INSTRUCTIONS TO FOLLOW = Convert the records below into a Markdown table with the columns "Row" and "Record line," giving each nonblank line its own row. Leave the pictures out.

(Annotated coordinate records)
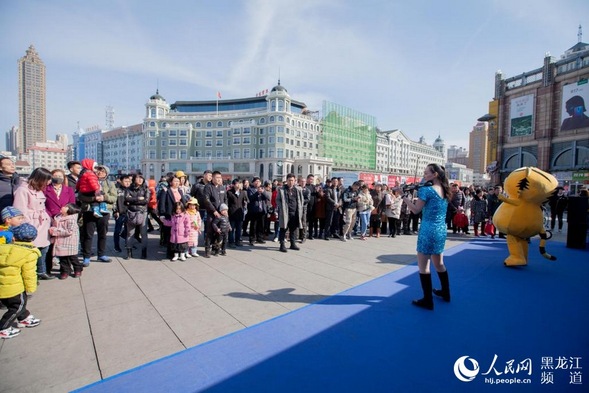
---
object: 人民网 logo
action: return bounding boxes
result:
[454,355,480,382]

SOLUTION FOR THIS PROBLEM =
| Row | Record line |
|---|---|
| 1 | --- |
| 2 | object: 人民网 logo |
| 3 | action: return bounding boxes |
| 4 | result: |
| 5 | [454,355,480,382] |